[Stored data entries]

◆ ◆ ◆ ◆ ◆ ◆ ◆

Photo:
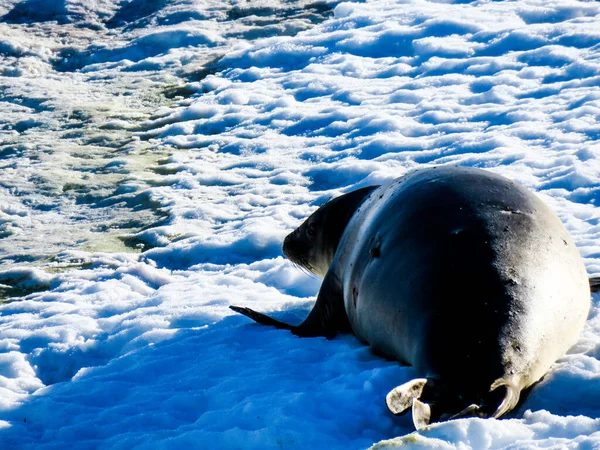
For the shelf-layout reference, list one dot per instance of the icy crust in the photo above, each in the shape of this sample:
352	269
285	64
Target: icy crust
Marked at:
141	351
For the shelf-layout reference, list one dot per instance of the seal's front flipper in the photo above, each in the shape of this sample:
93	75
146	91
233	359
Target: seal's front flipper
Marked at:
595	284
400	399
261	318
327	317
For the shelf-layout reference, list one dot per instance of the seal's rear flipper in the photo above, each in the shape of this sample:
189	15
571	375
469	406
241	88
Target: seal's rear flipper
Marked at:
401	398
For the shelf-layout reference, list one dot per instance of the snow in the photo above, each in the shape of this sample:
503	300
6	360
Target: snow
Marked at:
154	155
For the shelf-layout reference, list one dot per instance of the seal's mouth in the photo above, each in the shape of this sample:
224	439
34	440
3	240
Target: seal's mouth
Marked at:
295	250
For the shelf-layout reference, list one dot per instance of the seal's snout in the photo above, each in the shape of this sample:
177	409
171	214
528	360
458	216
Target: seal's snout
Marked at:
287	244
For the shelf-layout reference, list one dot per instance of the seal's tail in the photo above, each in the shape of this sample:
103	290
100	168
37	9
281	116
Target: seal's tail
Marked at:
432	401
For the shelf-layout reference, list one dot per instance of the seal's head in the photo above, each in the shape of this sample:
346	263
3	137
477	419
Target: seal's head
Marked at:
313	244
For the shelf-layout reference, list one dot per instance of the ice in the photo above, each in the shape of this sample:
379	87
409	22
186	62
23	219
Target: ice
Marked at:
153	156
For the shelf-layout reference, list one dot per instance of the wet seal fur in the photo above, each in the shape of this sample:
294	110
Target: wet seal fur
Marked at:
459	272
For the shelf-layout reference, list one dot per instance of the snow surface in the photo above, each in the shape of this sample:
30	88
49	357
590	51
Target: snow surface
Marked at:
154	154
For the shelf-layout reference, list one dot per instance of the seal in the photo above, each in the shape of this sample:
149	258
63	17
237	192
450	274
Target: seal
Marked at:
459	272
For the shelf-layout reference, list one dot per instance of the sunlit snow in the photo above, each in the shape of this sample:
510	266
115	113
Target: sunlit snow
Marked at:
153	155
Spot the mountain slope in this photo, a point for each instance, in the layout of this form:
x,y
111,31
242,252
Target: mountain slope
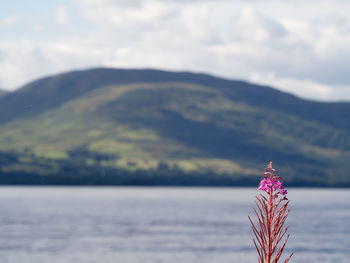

◆ ◆ ◆ ◆ ◆ ◆ ◆

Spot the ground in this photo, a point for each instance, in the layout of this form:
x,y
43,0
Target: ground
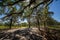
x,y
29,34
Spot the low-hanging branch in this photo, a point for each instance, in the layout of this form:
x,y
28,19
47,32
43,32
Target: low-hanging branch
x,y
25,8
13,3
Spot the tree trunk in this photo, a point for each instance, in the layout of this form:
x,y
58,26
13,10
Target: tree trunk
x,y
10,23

◆ ◆ ◆ ◆ ◆ ◆ ◆

- [What the exercise asks]: A verbatim transcription is needed of the lines above, starting at the line with "Target: seal's tail" and ending at the line with "Target: mountain slope", both included, and of nothing else.

- [Result below]:
Target: seal's tail
Marked at:
432	401
For the shelf-layout reference, list one dot per instance of the seal's head in the photo above, each in the shape of this sample:
346	263
3	137
477	419
Target: seal's head
Marked at:
313	244
For the shelf-layout reference, list one dot per instance of the ice in the photo above, each in the shape of this sample:
379	87
409	22
186	62
23	219
Target: ice
Marked at:
153	156
For the shelf-layout reference, list one dot per instance of the wet seal fur in the photo above, each in the shape of this sample:
294	110
Target: wet seal fur
Marked at:
459	272
For the shelf-layout reference, list one dot per instance of the snow surface in the photo above, each in the shape of this sample:
30	88
49	357
590	51
Target: snow surface
Marked at:
154	154
For the shelf-layout reference, list one dot per instance of the seal in the photo above, each in the shape of this sample:
149	258
63	17
237	192
450	274
Target: seal
Marked at:
459	272
For the shelf-layout reference, list one dot per instance of the sunlit snow in the photo above, each in the shape of this sample:
510	266
115	113
Target: sunlit snow
Marked at:
153	155
Spot the mountain slope in this photo, a point for each instance, in the layout of this form:
x,y
111,31
242,252
Target: mountain slope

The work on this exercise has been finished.